## TEXTE FOURNI:
------------

On entend de plus en plus le mot « réconciliation » à l’approche de la première Journée nationale de la vérité et de la réconciliation. Il est accompagné d’une lourdeur qui envahit les espaces de mécontentement, de cynisme ou de colère, synonymes d’« échec », surtout en ce qui concerne les pensionnats autochtones au Canada. À l’inverse, nous considérons les « actions » comme un moyen « efficace » pour atteindre la réconciliation. Sauf que, inévitablement, les actions créent des attentes quant à la manière dont des excuses ou messages de reconnaissance devraient être formulés ou exprimés, et aux personnes qui devraient ou non participer à la conversation. Entre les deux s’étend un spectre vertigineux de torpeur, d’apathie et de confusion à l’égard de la réconciliation.
Imaginez plutôt la lourdeur ou les attentes comme une conversation. Telle qu’une rivière, chaque conversation afflue vers nous en arrivant du futur, nous effleure au passage du moment présent et s’écoule dans le passé. Maintenant, imaginez la déconnexion comme un ancrage qui fixe nos pieds, face au passé. La déconnexion, c’est de la douleur, de la peine, la lutte. La déconnexion fait en sorte que nous continuons, d’une génération à l’autre, de récupérer la lourdeur, l’apathie, la confusion, la torpeur et la douleur. En même temps, lorsque la déconnexion s’accompagne d’ouverture, la connexion entre nous est possible. La connexion nous assure de nous rencontrer dans un endroit de mutualité où nous pouvons exprimer et recevoir la réconciliation en toute humilité.

------------

## CONTENU DES DONNÉES:

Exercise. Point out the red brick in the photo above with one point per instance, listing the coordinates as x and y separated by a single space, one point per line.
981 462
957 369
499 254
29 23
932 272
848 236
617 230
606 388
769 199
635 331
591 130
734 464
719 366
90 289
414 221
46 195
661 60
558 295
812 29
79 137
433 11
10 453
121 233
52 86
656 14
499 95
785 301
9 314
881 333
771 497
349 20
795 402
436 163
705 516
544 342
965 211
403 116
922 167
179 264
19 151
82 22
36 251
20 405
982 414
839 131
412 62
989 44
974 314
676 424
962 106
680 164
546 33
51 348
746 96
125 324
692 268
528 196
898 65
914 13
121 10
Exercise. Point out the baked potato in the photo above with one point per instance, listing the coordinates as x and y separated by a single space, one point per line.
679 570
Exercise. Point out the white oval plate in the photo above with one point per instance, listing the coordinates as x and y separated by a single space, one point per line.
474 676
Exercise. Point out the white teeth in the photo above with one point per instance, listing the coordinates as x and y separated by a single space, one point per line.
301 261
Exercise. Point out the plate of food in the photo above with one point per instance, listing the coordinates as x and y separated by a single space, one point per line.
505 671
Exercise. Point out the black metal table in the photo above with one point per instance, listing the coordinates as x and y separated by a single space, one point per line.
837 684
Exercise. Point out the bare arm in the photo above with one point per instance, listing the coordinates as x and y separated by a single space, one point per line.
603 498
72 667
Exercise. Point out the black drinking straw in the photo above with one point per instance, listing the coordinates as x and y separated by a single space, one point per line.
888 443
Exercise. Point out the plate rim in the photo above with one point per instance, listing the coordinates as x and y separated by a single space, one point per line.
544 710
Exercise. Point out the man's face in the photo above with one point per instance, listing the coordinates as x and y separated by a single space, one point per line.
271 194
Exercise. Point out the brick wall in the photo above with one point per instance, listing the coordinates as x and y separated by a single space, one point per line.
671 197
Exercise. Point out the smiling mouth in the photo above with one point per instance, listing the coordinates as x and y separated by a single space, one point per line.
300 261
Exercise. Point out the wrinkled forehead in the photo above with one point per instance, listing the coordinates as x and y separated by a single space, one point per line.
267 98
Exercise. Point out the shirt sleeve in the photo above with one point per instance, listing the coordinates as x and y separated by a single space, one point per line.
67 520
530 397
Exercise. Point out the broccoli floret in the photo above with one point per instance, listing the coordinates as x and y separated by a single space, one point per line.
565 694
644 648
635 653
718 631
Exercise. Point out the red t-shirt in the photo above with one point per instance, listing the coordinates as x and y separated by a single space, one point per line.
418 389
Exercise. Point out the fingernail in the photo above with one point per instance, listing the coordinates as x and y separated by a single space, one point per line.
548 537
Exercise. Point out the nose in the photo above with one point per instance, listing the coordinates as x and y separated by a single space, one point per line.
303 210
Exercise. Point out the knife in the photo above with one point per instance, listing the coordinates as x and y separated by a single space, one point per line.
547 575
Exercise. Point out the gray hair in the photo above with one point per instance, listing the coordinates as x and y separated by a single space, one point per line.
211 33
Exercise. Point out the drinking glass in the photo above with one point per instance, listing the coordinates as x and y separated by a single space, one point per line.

------------

## CONSIGNES DE L'EXERCICE:
1. Reproduisez à l'identique le passage du texte sur la réconciliation qui commence à "Imaginez plutôt la" et se termine à "en toute humilité.".
2. Dans le texte sur la réconciliation, à quoi la déconnexion est-elle comparée ?
3. Reprenez la rédaction du texte sur la réconciliation à la suite de sa dernière phrase.

## RÉPONSES PAR TÂCHE:
1.
Imaginez plutôt la lourdeur ou les attentes comme une conversation. Telle qu’une rivière, chaque conversation afflue vers nous en arrivant du futur, nous effleure au passage du moment présent et s’écoule dans le passé. Maintenant, imaginez la déconnexion comme un ancrage qui fixe nos pieds, face au passé. La déconnexion, c’est de la douleur, de la peine, la lutte. La déconnexion fait en sorte que nous continuons, d’une génération à l’autre, de récupérer la lourdeur, l’apathie, la confusion, la torpeur et la douleur. En même temps, lorsque la déconnexion s’accompagne d’ouverture, la connexion entre nous est possible. La connexion nous assure de nous rencontrer dans un endroit de mutualité où nous pouvons exprimer et recevoir la réconciliation en toute humilité.

2. À un ancrage qui fixe nos pieds, face au passé.

3.
Avant la réconciliation, la prise de conscience
Les enfants nous offrent d’innombrables exemples de moments qui déclenchent la déconnexion. Un enfant exprime librement la joie, l’amour, la peur, la tristesse ou la colère, jusqu’à ce qu’un événement survient qui modifie sa relation avec ces émotions. Par exemple, un enfant qui crie ou pleure lorsqu’il est effrayé apprend à cacher sa peur et à le garder pour lui lorsqu’il vit un événement comme la maltraitance physique. Des événements déclenchent la déconnexion comme un moyen d’autoconservation qui peut prendre diverses formes de retenue, de refoulement d’émotions, de contrôle ou de faire semblant qu’une chose n’est jamais produite. En réalité, les enfants subissent des centaines de ces événements qui altèrent leurs relations émotionnelle, physique, mentale ou spirituelle et dont plusieurs génèrent des déconnexions significatives dont les effets se feront sentir pendant toute la vie.
Malheureusement, la déconnexion transforme aussi nos relations avec autrui de manières inimaginables. Au fur et à mesure que des événements comme la maltraitance se répètent, notre relation avec un parent, un frère ou une sœur, un ami, une enseignante, un policier ou une leader spirituelle évolue de la connexion vers la déconnexion.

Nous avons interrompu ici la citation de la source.